--- TEXT SEGMENT ---
....

Barend Mons
From Open Progress
Dr. Barend Mons (1957, The Netherlands) obtained his MSc. (1981, Cum Laude) and his PhD. (1986) at the University of Leiden, The Netherlands, majoring in Cell and Molecular Biology.
He then performed over a decade of fundamental research on the genetic differentiation of malaria parasites and he published over 45 peer reviewed scientific papers.
Much of this research was conducted in close partnership with colleagues from malaria-endemic (developing) countries.
Then Barend was invited to assist the European Commissions as a Seconded National Expert with the task to develop and support international scientific networks, again, especially with developing countries as partners. This is where he became intrigued by the opportunities and challenges of international and multilingual networking in the context of the emerging Web technologies. He founded one of the first electronic interactive communication systems for science networking with developing countries, SHARED for which he started to (co-)design thesaurus based concept extraction technologies in order to match across languages and jargon, with the Erasmus University of Rotterdam as the major partner. Meanwhile he had returned to the Netherlands and joined the Netherlands Organization for Scientific Research (The National research Council, NWO) as a senior adviser on International Health Research. He was one of the founders in 1999 of the company Collexis, commercializing the technology developed originally for SHARED. A major NWO project initiated by Barend and his colleagues is an International Research management system with multiple research councils called I-Research.

....

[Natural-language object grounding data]
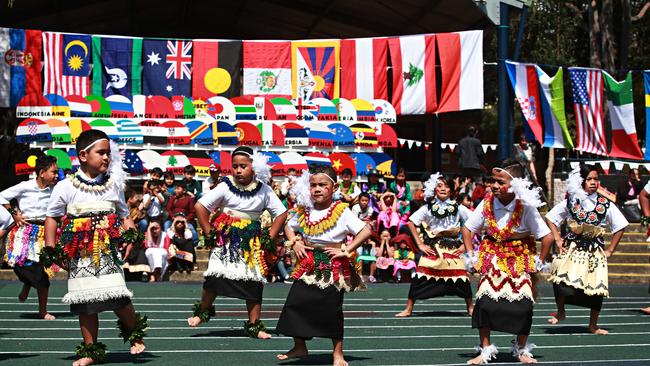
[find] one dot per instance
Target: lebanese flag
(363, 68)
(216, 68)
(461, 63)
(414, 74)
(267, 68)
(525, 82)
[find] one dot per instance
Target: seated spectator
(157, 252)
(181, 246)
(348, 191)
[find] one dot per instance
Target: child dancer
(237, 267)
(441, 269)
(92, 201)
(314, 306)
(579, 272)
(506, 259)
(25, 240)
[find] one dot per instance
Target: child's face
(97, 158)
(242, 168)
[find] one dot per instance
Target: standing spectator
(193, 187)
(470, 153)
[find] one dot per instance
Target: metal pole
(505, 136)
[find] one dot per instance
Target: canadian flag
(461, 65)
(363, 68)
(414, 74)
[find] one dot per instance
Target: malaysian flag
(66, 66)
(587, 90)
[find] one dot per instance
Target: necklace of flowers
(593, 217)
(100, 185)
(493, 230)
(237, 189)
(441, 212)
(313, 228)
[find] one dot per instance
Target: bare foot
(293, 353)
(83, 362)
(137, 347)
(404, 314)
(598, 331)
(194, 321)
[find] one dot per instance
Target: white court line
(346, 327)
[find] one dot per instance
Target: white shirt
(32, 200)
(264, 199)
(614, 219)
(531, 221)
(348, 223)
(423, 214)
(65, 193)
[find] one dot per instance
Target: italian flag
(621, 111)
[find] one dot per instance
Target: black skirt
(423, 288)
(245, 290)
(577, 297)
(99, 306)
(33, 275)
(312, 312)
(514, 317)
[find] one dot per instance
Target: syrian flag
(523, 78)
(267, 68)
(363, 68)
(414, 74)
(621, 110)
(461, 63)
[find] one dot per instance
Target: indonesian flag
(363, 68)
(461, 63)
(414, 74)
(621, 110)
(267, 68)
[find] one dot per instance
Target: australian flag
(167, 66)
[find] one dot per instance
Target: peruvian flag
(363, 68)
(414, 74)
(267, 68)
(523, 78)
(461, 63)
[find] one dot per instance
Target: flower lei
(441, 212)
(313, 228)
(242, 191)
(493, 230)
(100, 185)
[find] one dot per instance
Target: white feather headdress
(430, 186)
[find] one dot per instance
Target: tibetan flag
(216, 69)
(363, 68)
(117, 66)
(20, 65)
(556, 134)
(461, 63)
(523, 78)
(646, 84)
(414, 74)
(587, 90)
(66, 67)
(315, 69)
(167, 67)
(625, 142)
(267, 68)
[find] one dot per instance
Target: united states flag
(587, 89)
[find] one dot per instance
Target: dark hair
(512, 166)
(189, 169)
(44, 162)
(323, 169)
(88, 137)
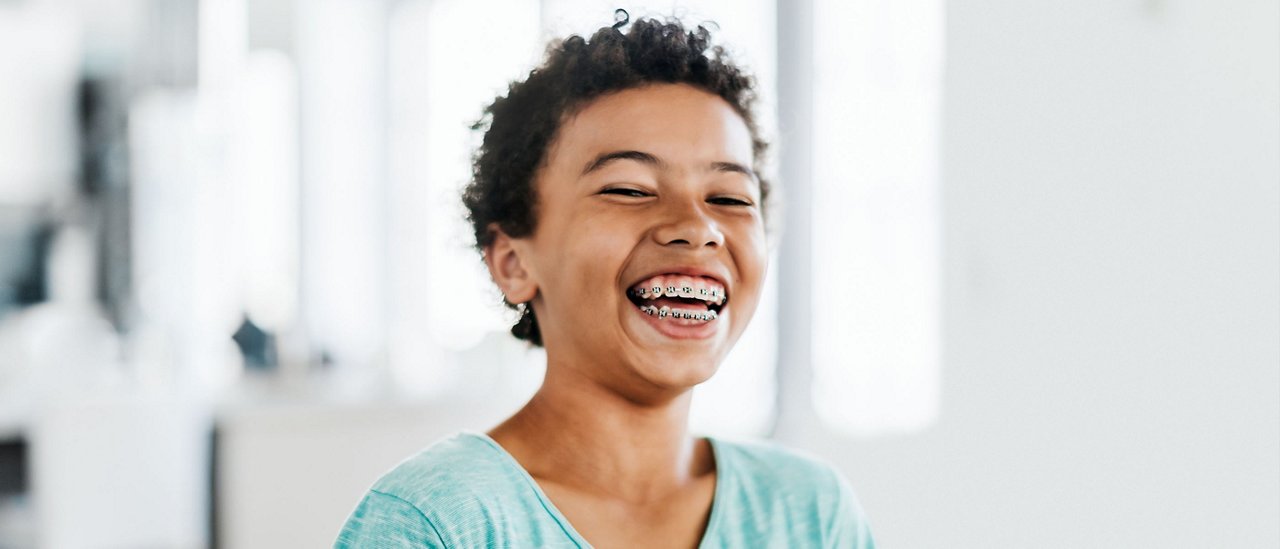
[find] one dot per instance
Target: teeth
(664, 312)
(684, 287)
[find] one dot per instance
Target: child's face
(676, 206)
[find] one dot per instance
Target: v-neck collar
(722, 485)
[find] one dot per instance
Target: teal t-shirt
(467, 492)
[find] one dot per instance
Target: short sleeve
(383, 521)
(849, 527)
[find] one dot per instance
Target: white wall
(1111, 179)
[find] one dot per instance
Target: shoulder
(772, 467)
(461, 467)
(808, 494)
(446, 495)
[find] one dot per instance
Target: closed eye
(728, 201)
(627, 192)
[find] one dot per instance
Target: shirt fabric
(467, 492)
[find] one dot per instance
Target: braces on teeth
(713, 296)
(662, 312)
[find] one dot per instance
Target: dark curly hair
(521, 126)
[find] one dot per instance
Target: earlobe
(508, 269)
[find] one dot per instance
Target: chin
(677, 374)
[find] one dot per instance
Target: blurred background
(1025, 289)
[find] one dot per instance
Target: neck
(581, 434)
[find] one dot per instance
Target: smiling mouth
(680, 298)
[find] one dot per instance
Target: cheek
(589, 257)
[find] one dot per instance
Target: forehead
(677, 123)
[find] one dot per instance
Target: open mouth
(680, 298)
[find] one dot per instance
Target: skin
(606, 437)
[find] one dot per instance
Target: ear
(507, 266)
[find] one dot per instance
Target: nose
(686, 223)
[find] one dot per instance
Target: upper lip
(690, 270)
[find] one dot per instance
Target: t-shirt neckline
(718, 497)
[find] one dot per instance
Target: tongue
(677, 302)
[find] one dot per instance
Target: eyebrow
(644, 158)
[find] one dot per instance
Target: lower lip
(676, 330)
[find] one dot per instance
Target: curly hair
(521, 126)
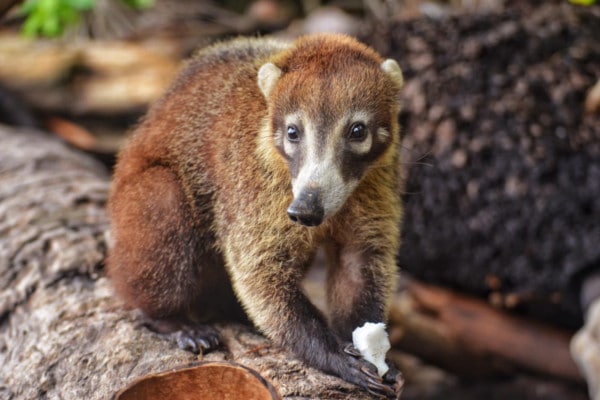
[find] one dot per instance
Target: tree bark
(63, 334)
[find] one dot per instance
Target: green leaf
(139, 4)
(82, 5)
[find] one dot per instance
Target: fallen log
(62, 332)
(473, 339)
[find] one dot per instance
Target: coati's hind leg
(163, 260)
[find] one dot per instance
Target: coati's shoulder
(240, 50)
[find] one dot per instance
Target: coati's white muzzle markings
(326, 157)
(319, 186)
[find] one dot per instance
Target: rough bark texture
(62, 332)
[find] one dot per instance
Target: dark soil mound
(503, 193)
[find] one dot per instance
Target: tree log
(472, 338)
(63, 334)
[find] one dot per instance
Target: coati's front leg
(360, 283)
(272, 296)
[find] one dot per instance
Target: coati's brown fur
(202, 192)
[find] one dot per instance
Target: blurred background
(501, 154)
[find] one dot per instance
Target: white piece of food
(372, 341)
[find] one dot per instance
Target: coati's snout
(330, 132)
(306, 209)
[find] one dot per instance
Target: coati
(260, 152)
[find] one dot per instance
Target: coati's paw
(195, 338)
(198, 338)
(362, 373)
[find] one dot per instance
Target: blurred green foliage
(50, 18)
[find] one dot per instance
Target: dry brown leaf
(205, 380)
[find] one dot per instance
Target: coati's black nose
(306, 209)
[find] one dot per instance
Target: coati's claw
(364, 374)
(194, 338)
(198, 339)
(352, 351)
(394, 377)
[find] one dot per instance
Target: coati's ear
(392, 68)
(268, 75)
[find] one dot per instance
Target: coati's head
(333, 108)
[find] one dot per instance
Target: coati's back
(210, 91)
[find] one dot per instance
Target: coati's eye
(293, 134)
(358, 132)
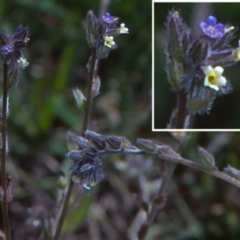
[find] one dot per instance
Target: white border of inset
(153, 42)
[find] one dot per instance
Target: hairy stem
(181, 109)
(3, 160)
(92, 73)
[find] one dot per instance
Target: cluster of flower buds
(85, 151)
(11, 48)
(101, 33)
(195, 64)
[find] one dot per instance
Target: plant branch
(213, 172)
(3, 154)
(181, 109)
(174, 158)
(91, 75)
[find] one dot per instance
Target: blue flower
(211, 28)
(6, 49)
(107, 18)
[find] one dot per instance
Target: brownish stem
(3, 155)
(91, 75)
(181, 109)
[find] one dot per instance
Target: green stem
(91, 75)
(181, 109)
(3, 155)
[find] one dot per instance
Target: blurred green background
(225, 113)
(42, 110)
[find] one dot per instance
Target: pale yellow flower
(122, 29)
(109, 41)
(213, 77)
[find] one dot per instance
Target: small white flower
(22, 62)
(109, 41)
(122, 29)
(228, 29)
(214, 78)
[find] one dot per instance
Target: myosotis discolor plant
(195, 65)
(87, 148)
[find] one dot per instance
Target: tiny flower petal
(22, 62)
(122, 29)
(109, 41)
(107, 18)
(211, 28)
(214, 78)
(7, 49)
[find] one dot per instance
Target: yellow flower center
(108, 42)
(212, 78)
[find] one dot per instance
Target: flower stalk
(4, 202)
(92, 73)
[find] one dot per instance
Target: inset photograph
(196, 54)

....

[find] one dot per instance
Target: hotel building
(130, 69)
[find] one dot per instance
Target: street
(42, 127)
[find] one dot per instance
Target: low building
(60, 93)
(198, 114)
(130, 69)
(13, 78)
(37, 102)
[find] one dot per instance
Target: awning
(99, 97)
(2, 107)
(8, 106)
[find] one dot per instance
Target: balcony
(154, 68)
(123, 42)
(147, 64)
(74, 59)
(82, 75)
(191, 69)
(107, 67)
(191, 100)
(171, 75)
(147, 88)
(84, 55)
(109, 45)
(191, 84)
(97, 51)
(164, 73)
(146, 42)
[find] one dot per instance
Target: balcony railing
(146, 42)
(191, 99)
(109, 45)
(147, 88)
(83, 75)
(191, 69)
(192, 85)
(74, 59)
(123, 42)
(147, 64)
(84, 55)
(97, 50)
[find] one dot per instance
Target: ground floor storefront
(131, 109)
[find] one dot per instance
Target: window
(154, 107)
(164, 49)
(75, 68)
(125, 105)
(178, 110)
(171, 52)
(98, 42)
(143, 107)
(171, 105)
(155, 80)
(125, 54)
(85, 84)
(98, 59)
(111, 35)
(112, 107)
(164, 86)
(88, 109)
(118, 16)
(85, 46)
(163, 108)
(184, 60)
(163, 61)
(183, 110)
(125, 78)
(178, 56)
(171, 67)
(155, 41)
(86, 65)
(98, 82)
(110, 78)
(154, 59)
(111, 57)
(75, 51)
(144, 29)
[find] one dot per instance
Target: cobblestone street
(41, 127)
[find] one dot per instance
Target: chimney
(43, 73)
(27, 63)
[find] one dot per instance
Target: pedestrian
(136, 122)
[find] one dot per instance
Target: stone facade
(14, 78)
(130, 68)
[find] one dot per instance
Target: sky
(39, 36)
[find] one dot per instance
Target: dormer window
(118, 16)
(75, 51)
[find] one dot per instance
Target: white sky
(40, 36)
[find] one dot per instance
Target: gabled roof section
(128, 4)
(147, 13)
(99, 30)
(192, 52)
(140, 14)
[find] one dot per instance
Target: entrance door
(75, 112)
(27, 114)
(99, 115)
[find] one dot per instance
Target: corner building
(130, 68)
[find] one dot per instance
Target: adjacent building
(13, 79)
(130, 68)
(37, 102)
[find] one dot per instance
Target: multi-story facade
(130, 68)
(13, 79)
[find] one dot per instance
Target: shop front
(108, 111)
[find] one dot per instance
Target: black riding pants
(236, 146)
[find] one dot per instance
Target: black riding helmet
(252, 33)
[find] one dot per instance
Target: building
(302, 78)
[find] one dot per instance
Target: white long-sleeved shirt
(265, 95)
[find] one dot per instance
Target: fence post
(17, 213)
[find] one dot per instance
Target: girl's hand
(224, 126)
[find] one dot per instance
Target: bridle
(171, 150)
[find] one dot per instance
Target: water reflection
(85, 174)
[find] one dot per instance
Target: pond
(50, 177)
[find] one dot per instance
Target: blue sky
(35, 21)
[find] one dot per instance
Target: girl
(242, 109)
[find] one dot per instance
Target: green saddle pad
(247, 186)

....

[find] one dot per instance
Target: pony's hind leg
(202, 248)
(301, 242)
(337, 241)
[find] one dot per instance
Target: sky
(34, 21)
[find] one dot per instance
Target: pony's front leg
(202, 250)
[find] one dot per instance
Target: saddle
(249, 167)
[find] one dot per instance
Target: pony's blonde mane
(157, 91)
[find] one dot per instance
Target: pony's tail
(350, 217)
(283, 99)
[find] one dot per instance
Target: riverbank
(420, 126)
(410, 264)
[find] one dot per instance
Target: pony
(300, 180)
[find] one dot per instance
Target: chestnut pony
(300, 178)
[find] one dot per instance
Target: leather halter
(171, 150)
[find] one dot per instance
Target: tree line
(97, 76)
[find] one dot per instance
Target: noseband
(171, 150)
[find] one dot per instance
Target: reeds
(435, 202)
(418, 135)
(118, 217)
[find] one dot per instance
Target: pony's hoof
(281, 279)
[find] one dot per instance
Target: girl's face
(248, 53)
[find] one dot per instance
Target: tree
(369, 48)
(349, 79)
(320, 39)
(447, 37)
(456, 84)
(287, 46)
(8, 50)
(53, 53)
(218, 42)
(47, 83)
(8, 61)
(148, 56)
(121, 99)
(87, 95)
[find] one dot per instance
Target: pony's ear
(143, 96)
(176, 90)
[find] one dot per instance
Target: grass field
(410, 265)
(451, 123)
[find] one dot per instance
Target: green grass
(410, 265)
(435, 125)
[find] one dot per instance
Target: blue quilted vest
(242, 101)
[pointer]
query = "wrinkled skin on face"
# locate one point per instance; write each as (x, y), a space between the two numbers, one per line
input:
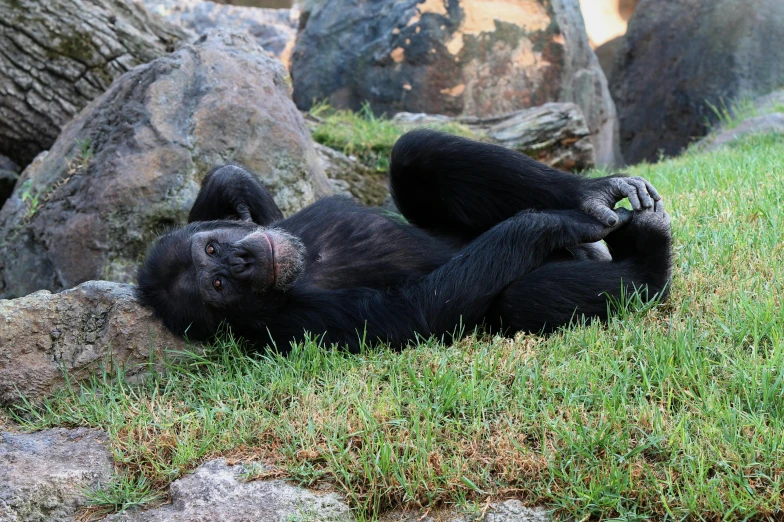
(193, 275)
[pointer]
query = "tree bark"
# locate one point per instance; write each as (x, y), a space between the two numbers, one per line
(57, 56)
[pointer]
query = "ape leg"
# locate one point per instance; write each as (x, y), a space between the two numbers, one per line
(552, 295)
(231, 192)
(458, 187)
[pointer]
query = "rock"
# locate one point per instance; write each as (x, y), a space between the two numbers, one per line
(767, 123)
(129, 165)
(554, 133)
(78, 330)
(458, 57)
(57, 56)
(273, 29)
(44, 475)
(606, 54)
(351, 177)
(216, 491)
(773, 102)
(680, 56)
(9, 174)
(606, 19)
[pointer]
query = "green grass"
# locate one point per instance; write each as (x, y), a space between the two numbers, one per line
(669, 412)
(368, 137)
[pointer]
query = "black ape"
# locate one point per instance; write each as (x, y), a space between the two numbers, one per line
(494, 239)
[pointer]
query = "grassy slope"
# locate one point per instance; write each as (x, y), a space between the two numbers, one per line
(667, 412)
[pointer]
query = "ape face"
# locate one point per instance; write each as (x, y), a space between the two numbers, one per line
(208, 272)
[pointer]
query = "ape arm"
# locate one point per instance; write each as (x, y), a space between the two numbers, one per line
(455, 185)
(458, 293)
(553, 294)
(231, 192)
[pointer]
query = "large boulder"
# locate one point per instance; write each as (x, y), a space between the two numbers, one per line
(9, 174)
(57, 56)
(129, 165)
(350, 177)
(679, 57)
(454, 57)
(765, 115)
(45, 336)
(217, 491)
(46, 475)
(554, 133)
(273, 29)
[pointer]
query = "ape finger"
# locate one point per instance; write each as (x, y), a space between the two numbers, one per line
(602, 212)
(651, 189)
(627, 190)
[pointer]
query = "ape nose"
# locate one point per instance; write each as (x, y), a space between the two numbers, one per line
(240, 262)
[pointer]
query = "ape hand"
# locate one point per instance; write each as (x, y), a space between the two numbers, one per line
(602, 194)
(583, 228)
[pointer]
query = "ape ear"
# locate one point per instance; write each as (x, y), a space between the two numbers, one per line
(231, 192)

....

--- ACTIVITY A ---
Decide whether each statement agrees with the Barend Mons biography, answering yes or no and quoting the words of the biography that settle it: (i) Mons earned his PhD at the University of Leiden in 1986. (ii) The University of Leiden was the major partner in designing the concept extraction technologies for SHARED. (iii) Collexis, founded in 1999, commercialized technology first developed for SHARED.
--- ACTIVITY B ---
Write a continuation of the Barend Mons biography, beginning after its final sentence about I-Research.
The object grounding material plays no part in what is asked here.

--- RESULT A ---
(i) Yes: "obtained his MSc. (1981, Cum Laude) and his PhD. (1986) at the University of Leiden"
(ii) No: "with the Erasmus University of Rotterdam as the major partner"
(iii) Yes: "He was one of the founders in 1999 of the company Collexis, commercializing the technology developed originally for SHARED."

--- RESULT B ---
In 2002, Barend decided that he had spent enough time in science management and wanted to return to his real passion: research. At present, Barend is Associate Professor in Bio-Semantics at the Department of Medical Informatics, Erasmus Medical Center, University of Rotterdam and Senior Adviser to the Netherlands Organization of Scientific Research (NWO).
The Group in Rotterdam designs advanced systems for meta-analysis of large numbers of Scientific papers and other data-resources, such as data bases and annotations of molecules. The aim is to develop methods to master the exploding amounts of information generated by modern genomics and proteomics research and to enable in-silico experimentation. As a spin off, the technology is made available for commercialization on the one hand, but on the other hand, the University, in close collaboration with Collexis and NWO has arrangements in place to make the technology developed at the University and prepared for distribution by Collexis, available for Developing Countries under affordable conditions.